* START DOCUMENT *

These damn logs were about 2 meters long and about 2 feet across (at least), even tough with some rotten on them, one more than the other, they were still to heavy for the two of us to handle so, the big chainsaw come out and I've made 2 cuts in each log, making it just bearable for us move to the trailer with the assistance of a heavy duty trolley and then winch them up with the help of the aluminium ramps we have for the quad bike to on the trailer.

These trees had the trunks covered with burls, not growing out from the skin but the tree skin was burled caps, for at least 5 meters from the soil level up, with the most burled stuff being precisely in those 2 meters of wood they left behind, because of the hollow rot on them...!

The only wood that I got initially from these trees, was a piece that I cut from one of these 2 logs, not long after I saw them in the pile for burning, I simply jumped the fence with chainsaw in hand and a determination to cut a piece of it to see what it looked like, the one way or the other...!

It was a decent piece I cut as I couldn't lift it but, something that I had already predicted so I had the trolley with me to carry it to the fence where the wife was wanting at...!  We got it home and when I sliced it all, I could see that what I had, was not the best I could have as the best was still there but near impossible to cut just a chunk so, I got the pen blanks done and I done 4 different types of of this wood, as the wood itself is full of different grains and colours depending where you are cutting.  The ones close to the outer skin produced some amazing burled blanks that sold in a "flash".

My only concern was if this "good friend of mine" would burn the pile just in despise, even tough he needed a permit to burn it and the permit could only be provided to the property owner so, that may have stop him to do it as he knew he would get in big troubles...!

As you all can see, we have plenty of this stuff to go trough, what I mean is that, about half of the shorter pieces we cut, are hollow/rotten inside, some quite bad some no so bad, and others are totally solid which is nice to know...!  I started to clean some when we got home and it was a hell of a job, trying to cut the good wood from the bad stuff, full of soil, sand and all sorts...!

Some pieces I had to literally carve the rotten stuff off the center using a small axe, even tough, it will require a good wash with the water pressure gun.  The last piece I sliced with the chainsaw, from one of the shorter logs, I got a big surprise when I saw the amazing colours and grain when I open the 2 pieces.  I have seen a small area of identical stuff on an earlier piece I clean but nothing that big so, my friends, we have some nice "treasures" coming out of these logs, for sure...!

It will take me awhile to get through them all (2 or 3 days) but when I finish I should have enough of the good stuff for some time to come, I should be able to make a dozen or 3 of pen blanks, huh...???:wink:

We pushed ourselves today, too damn hard we are saw but, the wood is in the yard...!:wink::biggrin:

First lot of pics, enjoy...!

Cheers
George


----------



## pianomanpj (Jun 16, 2011)

Nice haul, George!! You've got some good looking wood there! And good for you for sticking to your guns an not letting that "friend" of yours get the best of you!


----------



## nsfr1206 (Jun 16, 2011)

What kinda wood is it?


----------



## penhead (Jun 16, 2011)

George,
for such a lonnnng story to make us read just for a wood gloat...think you should send us all a few blanks of those burls


----------



## RustySplinters (Jun 16, 2011)

* END DOCUMENT *

**TASK INSTRUCTIONS**.
#1 In the forum thread about salvaging the burled logs, what were the approximate dimensions of the logs George describes?
#2 Continue the forum thread about salvaging the burled logs from the point where it stops.

* START MATERIAL *

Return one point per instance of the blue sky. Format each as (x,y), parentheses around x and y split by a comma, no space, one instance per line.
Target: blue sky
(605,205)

* END MATERIAL *

**EXERCISE RESULTS**.
#1 They were about 2 meters long and at least about 2 feet across.

#2
Nice haul! that's some beautiful wood!


----------



## Fred (Jun 16, 2011)

Make something out of a piece of the wood and make sure your 'good friend's wife knows what he burned up. Heck make her a pen and give it to her.

Go get'em mate!


----------



## patmurris (Jun 16, 2011)

I love your story! Just wish you'd have picts of all the different chapters, the tree, the stump, the property, the fence, this other guy, and you snatching the stuff in a hurry during that last afternoon!

And, yes, i agree with penhead, we should get a blank or two just for reading! :biggrin:


----------



## philb (Jun 16, 2011)

About 6 blanks just for reading it! I've read smaller books!

Great story though!! You seem to have a lot of adventures collect different secies of wood!

Phil


----------



## PenPal (Jun 16, 2011)

George,

You did incredible things with the determination you have and a stuffed back to boot. Your trailer also deserves a medal. Enjoy the timber. Also remember your dissertation could be on the net forever together with your confession.

Cheers mate.   Peter.


----------



## robutacion (Jun 17, 2011)

Thanks everyone,

I shall remember to reward the readers as "suggested"...!:wink:

Hahahahah so, I don't show enough pics huh...??? would you like also the GPS location of this spot, mate...???:biggrin:

And yes pwhay (Peter), your point is very wise and fair, I understand perfectly the repercussions of what I wrote, in the Web world and in the Court of Law, however, I will risk and confront any of the charges I can be issued with, "trespassing" could be a possibility but, there are a number of circumstances that would put any of those charges to shame, those are my "defense tools" that I didn't made any mention of.

I really would like to be taken to court on this one, it would put some people to shame and it would bring to light, certain issues that I've been fighting against for some years.  Some in the line of destruction of natural resources and pollution (fires), and many others...!

Is a big difference between walking on a fine line and be bluntly stupid, I have been traveling in these waters for some time now and I have a fair idea of the limits, even tough, I keep pushing them...!  

I may be losing the use of my legs at any time, I may be bounded to a wheel-chair to the rest of my days when that happens but, I will be damn if I go down quietly...! I will keep pushing and giving it everything I have while I can, it won't make much difference in what is coming to me, is not if but when...!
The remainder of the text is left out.